— BEGIN Given records —
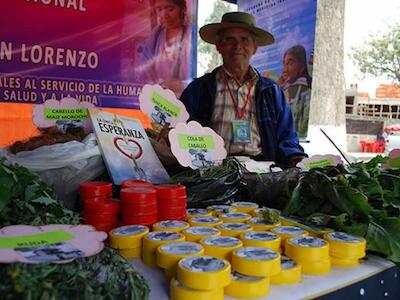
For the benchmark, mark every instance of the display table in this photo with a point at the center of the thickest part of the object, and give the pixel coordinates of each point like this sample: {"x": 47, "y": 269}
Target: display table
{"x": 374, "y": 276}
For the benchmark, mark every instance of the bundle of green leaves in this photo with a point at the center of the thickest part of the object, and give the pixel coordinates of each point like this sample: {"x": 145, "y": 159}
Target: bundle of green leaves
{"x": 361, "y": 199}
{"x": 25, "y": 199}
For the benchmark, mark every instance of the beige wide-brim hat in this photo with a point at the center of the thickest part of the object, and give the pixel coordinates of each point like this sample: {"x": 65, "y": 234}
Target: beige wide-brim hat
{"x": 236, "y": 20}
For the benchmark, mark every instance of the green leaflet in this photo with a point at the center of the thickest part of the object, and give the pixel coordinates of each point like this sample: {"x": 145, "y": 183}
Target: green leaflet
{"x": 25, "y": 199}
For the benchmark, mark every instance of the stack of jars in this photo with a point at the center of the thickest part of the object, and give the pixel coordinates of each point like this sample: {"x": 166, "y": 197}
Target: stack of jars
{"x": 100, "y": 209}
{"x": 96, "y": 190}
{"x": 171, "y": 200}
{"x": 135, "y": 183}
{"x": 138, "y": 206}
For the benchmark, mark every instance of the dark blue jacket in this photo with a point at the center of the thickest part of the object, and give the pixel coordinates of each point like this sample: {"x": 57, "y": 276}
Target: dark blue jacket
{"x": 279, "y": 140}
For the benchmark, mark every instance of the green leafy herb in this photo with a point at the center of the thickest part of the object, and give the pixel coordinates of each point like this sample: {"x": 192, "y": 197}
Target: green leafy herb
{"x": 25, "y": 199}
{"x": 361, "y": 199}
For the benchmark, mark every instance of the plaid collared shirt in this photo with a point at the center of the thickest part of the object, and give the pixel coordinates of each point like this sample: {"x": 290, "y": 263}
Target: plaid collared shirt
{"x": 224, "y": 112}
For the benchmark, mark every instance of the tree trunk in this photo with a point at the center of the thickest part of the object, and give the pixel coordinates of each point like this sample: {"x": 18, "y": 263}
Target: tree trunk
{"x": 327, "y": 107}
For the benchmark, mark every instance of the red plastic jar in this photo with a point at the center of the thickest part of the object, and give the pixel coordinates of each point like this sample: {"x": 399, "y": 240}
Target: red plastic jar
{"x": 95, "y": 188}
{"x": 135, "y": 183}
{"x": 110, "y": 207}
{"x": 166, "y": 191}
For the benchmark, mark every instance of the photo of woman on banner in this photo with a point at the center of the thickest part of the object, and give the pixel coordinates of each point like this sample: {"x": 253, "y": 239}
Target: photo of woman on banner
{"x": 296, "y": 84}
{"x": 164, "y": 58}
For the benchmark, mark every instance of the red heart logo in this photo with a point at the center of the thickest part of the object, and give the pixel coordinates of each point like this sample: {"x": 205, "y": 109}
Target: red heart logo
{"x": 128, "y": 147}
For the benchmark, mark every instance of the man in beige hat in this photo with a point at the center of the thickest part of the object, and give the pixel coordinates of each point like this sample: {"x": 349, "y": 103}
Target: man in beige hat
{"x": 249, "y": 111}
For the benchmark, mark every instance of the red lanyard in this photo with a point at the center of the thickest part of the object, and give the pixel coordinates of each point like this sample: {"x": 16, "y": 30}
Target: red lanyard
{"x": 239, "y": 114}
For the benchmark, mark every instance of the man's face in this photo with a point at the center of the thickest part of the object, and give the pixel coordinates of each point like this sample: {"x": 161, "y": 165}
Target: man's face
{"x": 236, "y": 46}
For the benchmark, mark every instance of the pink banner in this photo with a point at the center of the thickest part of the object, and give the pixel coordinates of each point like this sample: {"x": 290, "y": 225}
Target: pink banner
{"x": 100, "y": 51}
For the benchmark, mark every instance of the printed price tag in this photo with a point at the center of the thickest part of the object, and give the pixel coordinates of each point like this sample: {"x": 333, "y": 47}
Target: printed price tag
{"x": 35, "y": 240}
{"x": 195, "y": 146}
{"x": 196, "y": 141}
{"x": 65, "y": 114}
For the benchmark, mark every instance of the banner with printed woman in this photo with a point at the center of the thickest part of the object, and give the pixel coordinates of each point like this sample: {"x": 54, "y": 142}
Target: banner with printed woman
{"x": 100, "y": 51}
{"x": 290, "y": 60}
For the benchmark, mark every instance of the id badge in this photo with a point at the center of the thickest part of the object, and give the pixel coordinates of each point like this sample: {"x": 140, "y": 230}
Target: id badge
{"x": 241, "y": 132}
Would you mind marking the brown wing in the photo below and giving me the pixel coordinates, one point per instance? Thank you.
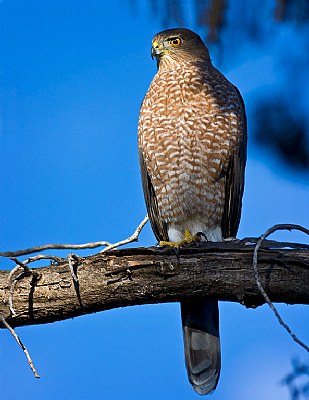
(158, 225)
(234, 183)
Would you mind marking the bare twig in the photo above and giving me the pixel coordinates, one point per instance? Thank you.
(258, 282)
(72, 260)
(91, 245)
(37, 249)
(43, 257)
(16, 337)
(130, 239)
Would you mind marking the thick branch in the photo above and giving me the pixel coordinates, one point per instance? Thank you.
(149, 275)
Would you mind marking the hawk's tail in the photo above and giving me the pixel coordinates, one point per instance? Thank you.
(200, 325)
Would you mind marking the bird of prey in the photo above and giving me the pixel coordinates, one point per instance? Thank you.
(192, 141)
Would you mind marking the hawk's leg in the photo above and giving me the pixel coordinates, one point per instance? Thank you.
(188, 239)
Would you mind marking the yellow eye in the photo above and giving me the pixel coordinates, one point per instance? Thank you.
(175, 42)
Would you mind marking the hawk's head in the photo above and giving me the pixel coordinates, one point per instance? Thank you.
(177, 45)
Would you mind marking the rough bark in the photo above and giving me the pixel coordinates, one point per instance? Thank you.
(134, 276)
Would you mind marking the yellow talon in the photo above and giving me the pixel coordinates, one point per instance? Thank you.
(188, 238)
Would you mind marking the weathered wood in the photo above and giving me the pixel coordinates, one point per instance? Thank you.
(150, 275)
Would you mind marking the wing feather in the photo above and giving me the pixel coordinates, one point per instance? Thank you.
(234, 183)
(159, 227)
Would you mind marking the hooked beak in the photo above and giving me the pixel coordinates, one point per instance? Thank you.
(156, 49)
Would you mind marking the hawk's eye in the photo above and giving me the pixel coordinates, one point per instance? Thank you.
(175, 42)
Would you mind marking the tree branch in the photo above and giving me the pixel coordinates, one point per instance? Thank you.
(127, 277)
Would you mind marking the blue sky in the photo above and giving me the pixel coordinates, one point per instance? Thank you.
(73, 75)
— END Given records —
**Description of the task**
The data above should be repeated exactly, minus any pictures.

**Worked solution**
For the benchmark, mark every instance of the display table in this photo with a point at the center of the thickest part of the object, and give the pixel coordinates of each point like this sample: {"x": 47, "y": 269}
Target: display table
{"x": 374, "y": 276}
For the benchmark, mark every instance of the bundle of green leaves in this photo with a point at the center of the thickest part of the object, and give the pixel coordinates of each point like this sample: {"x": 145, "y": 159}
Target: bundle of green leaves
{"x": 361, "y": 199}
{"x": 25, "y": 199}
For the benchmark, mark every instance of the beige wide-brim hat in this photo with a point at the center of the thickest part of the object, and give the pixel coordinates of each point like this sample: {"x": 65, "y": 234}
Target: beige wide-brim hat
{"x": 236, "y": 20}
For the benchmark, mark every instance of the green leaflet in this photo with a point at the center of the thickest part of the object, and give the pixel coordinates of each point like this sample: {"x": 145, "y": 183}
Target: green leaflet
{"x": 25, "y": 199}
For the benchmark, mark every instance of the stack of jars in this photo with a point at the center of the thickest part of the object, and give the pixel coordinates of each point like this sample: {"x": 166, "y": 197}
Target: stack of jars
{"x": 100, "y": 209}
{"x": 96, "y": 190}
{"x": 171, "y": 200}
{"x": 135, "y": 183}
{"x": 138, "y": 206}
For the benchmark, mark every instance of the dark blue jacket in this photo with a point at the center of the thickest part of the object, and give the pixel coordinates of each point like this sample: {"x": 57, "y": 276}
Target: dark blue jacket
{"x": 279, "y": 140}
For the benchmark, mark every instance of the green leafy herb in this photo with a point at the center of the thickest part of the object, and give the pixel coordinates of each point like this sample: {"x": 192, "y": 197}
Target: green leafy herb
{"x": 25, "y": 199}
{"x": 361, "y": 199}
For the benchmark, mark every instance of the plaid collared shirt in this photo with a point at the center of the thickest part of the object, and give the pixel coordinates of each point like this sample: {"x": 290, "y": 263}
Target: plaid collared shirt
{"x": 224, "y": 112}
For the benchmark, mark every instance of the tree trunk in this photo with a point at the center of the thickest part of the object, and give the pixel coordinates of each point like this sample: {"x": 18, "y": 263}
Target: tree trunk
{"x": 327, "y": 107}
For the benchmark, mark every instance of the red plastic jar in this photo with a point at the center of the thickest part of the object, and give the pixel coordinates of each point like this sample: {"x": 399, "y": 240}
Target: red plastic jar
{"x": 95, "y": 188}
{"x": 135, "y": 183}
{"x": 110, "y": 207}
{"x": 166, "y": 191}
For the benchmark, mark every instance of the photo of woman on banner in this photo with a point at the center of the thickest part of the object, and give the pixel coordinates of each point like this sample: {"x": 253, "y": 239}
Target: photo of woman on banner
{"x": 296, "y": 84}
{"x": 164, "y": 58}
For the benchmark, mark every instance of the red heart logo in this photo with a point at the center of the thickest part of the object, and give the pixel coordinates of each point like this sample: {"x": 205, "y": 109}
Target: red heart logo
{"x": 128, "y": 147}
For the benchmark, mark every instance of the man in beige hat in this photo with a point at the center of the thickest part of the object, and give the pixel coordinates of each point like this sample: {"x": 349, "y": 103}
Target: man in beige hat
{"x": 249, "y": 111}
For the benchmark, mark every instance of the red lanyard in this photo with a point at the center of the thickest part of the object, and give the pixel coordinates of each point like this sample: {"x": 16, "y": 30}
Target: red lanyard
{"x": 239, "y": 114}
For the benchmark, mark every instance of the man's face in this photo with a point at the center of the thickest part of the object, and give the pixel coordinates of each point like this sample: {"x": 161, "y": 165}
Target: man's face
{"x": 236, "y": 46}
For the benchmark, mark every instance of the pink banner in this photo with a point at the center of the thickest part of the object, and give the pixel coordinates of each point like this sample: {"x": 290, "y": 225}
Target: pink banner
{"x": 100, "y": 51}
For the benchmark, mark every instance of the printed price tag in this photo with a point at the center of the thickest part of the object, and give the pixel coordinates of each point like this sample: {"x": 333, "y": 47}
Target: printed price tag
{"x": 35, "y": 240}
{"x": 195, "y": 146}
{"x": 196, "y": 141}
{"x": 65, "y": 114}
For the benchmark, mark every instance of the banner with printed woman in this photo with a point at the center of the thickest part of the object, and give the pixel coordinates of each point like this sample: {"x": 54, "y": 142}
Target: banner with printed woman
{"x": 100, "y": 51}
{"x": 290, "y": 60}
For the benchmark, mark every instance of the id badge in this photo with a point at the center of the thickest part of the object, and give the pixel coordinates of each point like this sample: {"x": 140, "y": 230}
Target: id badge
{"x": 241, "y": 132}
Would you mind marking the brown wing in the photo below and giving me the pixel coordinates, one point per instance? Thank you.
(158, 225)
(234, 183)
Would you mind marking the bare twig in the photo above and giving me the pixel coordinates, one point per instance? Thank you.
(258, 282)
(72, 260)
(91, 245)
(37, 249)
(43, 257)
(16, 337)
(130, 239)
Would you mind marking the thick branch in the photo above and giving me the pixel coordinates, one point per instance? Thank you.
(149, 275)
Would you mind marking the hawk's tail in the photo above and giving me the pixel coordinates, one point per instance? Thank you.
(200, 325)
Would you mind marking the bird of prey in the photo above and giving me the pixel coordinates, one point per instance? Thank you.
(192, 141)
Would you mind marking the hawk's leg in the photo above and giving me the pixel coordinates, one point per instance? Thank you.
(188, 239)
Would you mind marking the yellow eye in the photo above and giving me the pixel coordinates, one point per instance? Thank you.
(175, 42)
Would you mind marking the hawk's head in the photo above and giving me the pixel coordinates, one point per instance? Thank you.
(177, 45)
Would you mind marking the rough bark in the photo above and giving me the pixel coordinates, one point per instance? Thank you.
(134, 276)
Would you mind marking the yellow talon in the photo above and giving me the pixel coordinates, one point per instance? Thank you.
(188, 238)
Would you mind marking the weathered wood in the photo above and giving me the pixel coordinates, one point per instance? Thank you.
(150, 275)
Would you mind marking the wing feather in the photo above and giving me the pixel coordinates, one point per instance? Thank you.
(234, 183)
(159, 227)
Would you mind marking the hooked beak in the photo above and giving me the pixel coordinates, one point per instance? Thank you.
(156, 49)
Would you mind marking the hawk's eye in the photo above and giving me the pixel coordinates, one point per instance? Thank you.
(175, 42)
Would you mind marking the tree branch in the photo above and giving me the pixel coordinates, one point per instance? Thank you.
(127, 277)
Would you mind marking the blue sky in the photo above and giving me the pixel coordinates, one point per instance? Thank you.
(73, 75)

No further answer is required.